*DIRECTIVE*. Reproduce the listing below in its entirety. Change nothing.

*RECORD EXCERPTS*.
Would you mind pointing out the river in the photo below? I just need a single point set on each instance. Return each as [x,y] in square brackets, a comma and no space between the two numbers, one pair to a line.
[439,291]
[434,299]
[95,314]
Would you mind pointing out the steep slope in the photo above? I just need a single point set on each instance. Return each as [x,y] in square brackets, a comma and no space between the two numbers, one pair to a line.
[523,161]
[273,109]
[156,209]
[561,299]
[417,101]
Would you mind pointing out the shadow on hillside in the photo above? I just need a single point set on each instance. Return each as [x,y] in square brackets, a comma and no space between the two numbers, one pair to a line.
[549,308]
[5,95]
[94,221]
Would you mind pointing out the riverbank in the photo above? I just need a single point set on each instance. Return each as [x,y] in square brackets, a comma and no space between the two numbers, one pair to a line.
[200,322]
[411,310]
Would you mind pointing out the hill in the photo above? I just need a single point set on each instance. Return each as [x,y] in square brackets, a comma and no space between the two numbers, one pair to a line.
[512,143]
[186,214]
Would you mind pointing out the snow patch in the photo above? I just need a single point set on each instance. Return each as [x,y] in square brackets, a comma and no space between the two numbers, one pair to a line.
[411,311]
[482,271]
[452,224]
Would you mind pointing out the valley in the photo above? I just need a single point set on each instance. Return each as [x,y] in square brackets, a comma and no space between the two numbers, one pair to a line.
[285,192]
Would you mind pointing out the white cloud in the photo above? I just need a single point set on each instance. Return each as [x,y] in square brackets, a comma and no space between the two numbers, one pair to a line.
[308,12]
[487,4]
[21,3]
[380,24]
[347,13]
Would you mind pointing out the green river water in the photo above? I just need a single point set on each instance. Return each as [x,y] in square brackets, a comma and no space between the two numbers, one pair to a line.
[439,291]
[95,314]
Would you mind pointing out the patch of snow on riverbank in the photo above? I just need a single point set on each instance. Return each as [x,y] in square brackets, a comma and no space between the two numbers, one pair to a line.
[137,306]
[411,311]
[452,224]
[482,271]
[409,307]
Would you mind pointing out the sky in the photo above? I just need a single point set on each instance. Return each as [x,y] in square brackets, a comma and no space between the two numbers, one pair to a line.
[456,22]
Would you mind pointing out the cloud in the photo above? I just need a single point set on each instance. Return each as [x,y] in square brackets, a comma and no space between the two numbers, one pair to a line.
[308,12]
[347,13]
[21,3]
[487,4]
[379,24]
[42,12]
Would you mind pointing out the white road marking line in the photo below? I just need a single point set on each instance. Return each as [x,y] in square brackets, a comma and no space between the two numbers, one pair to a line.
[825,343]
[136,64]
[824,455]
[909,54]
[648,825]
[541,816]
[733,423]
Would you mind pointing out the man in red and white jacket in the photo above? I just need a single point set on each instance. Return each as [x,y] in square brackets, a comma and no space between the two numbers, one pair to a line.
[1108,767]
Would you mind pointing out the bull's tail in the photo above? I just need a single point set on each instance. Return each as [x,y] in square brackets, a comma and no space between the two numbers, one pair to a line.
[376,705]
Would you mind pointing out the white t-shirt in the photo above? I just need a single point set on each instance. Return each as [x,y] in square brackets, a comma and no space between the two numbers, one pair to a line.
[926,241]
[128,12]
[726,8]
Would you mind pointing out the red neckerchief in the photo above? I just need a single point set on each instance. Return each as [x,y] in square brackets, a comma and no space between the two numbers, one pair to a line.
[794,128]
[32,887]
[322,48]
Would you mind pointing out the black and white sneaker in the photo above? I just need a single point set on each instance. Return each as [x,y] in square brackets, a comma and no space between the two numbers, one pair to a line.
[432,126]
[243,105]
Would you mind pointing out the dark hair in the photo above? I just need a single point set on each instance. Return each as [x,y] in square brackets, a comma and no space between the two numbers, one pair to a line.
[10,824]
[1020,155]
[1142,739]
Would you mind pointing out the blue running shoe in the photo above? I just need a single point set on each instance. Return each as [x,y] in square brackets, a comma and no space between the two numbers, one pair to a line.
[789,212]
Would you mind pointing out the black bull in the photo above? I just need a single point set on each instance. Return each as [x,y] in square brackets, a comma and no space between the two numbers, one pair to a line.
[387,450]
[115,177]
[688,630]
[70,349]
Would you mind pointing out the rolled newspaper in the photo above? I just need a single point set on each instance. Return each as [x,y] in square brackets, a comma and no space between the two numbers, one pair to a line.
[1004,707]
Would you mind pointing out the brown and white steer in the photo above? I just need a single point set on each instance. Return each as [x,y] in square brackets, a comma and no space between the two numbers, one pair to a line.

*RESULT*.
Would you mind pointing out the river in the photo below? I just need a single point set on each instance. Return each as [x,y] in square brackets, a comma and no space between the two numbers, one pair to a line.
[439,291]
[434,299]
[95,314]
Would you mind pointing out the steep slope in the photo above? I just need a single point set on each instance. Return each as [x,y] in square brackets, a comma and no space between the two numbers, one pair to a line.
[523,161]
[273,109]
[156,209]
[561,299]
[417,101]
Would you mind pointing out the shadow on hillside in the photo above? I just need a single point set on each instance. Return each as [x,y] in square brackets, a comma and no space between the two numbers, one pair to a line.
[549,308]
[5,95]
[94,221]
Would you mind pointing out the riverbank in the photo above? I just need a single point set on each instance. Return each as [x,y] in square brackets, a comma and no space between the two numbers, one pair to a line.
[200,322]
[411,310]
Would you mind pointing out the hill in the photo above? I just need a single point set on each instance. Return each as [x,y] in square brackets, a comma and no space between the two numbers, one pair to a line.
[512,143]
[186,214]
Would you mind pointing out the snow patch in the photo above? I just need a single point set on each instance. Return each as [x,y] in square brackets, a comma and no space between the two numbers, one pair to a line.
[411,311]
[482,271]
[452,224]
Would you mind pointing out the valley in the photo above? I just need a single point set on each instance. Return each as [x,y] in square brackets, a comma and no space between the two numbers, one pair to a line.
[285,192]
Would you mind pointing out the white cloud in the photo above? I just need a single point set on each instance. Return each as [x,y] in square brackets, a comma and no space between the two numbers, one pair to a line.
[308,12]
[487,4]
[21,3]
[380,24]
[347,13]
Would you mind pointing out the green river water in the photo above? I just need a single point set on each instance. Return each as [x,y] in square brackets, a comma and no space between the two numbers, one pair to a line.
[439,291]
[95,314]
Would you mind pointing out the patch of snow on riverbank in the photo above? I just need a single point set on each instance. Return each as [x,y] in square brackets, a comma and no space between the two numbers, one pair to a line.
[137,306]
[411,311]
[452,224]
[482,271]
[409,307]
Would you mind pointing out the sky in the photo above? I just need a single point set on each instance. Return each as [x,y] in square brackets, a comma and no space between the two numbers, one pair to a line.
[456,22]
Would you mind pointing out the cloud in the photo above? I just need a single point set on each instance. Return each as [x,y] in square brackets, a comma and no space between the two numbers, one pair to a line.
[308,12]
[347,13]
[21,3]
[487,4]
[379,24]
[42,12]
Would you mind pointing out the white road marking line in the photo below? I just need a single point set on each instance. Return each as [x,y] in square brackets, a comma and no space between the two numbers, one pair to a line.
[825,343]
[136,64]
[824,455]
[909,54]
[648,825]
[541,816]
[733,423]
Would you mind pointing out the man in red and white jacket in the photo above? I just need a single point set on each instance. Return each as [x,y] in square brackets, a comma and no space between the two numbers, one pair to a line.
[1108,767]
Would you mind pointing out the bull's tail in the photo above? I just need a single point set on each instance. Return each as [x,y] in square brackets, a comma and no space between the two numbers, one pair to a line.
[376,705]
Would you mind pointing out the white t-shirt in the photo above? I just need a single point set on each instance. Return each as [x,y] in square brackets, a comma and no space between the two numbers, one pair to a line.
[926,241]
[128,12]
[726,8]
Would you mind pointing out the red neckerchief in the photo above? I just need a single point set on each instance. Return each as [x,y] in square brackets, a comma and no space between the two numbers, one pair to a line.
[794,128]
[32,887]
[322,48]
Would you mind pointing out the black and white sneaker in the photo above? I just need a single point set on each instance. Return each as [x,y] in square brackets, a comma and no space between the two numbers, one pair to a line.
[432,126]
[243,105]
Would you mind pointing out the dark hair in the photo above? I just need a single point set on each instance. Return each as [x,y] in square brackets, a comma and no space between the two numbers, one pair to a line.
[10,824]
[1020,155]
[1142,739]
Would you mind pointing out the blue running shoe in the photo above? I just need a single point set on each instance. Return each as [x,y] in square brackets, a comma and no space between the two numbers, one pair to a line.
[789,212]
Would you mind pointing out the black bull in the photo above? I just need a single point set on each instance. Return each as [x,y] in square brackets, a comma and no space between the two numbers, one pair to a line.
[387,450]
[115,177]
[688,630]
[70,349]
Would you mind pointing out the rolled newspaper in the photo above? I just need a single point set on each instance. Return each as [x,y] in square brackets, a comma and no space between the two numbers, one pair to a line.
[1004,707]
Would you mind pointing out the brown and white steer in the photo above? I just need a single point set on each instance. Return each as [x,y] in square brackets, a comma and no space between the two numbers, one pair to a line.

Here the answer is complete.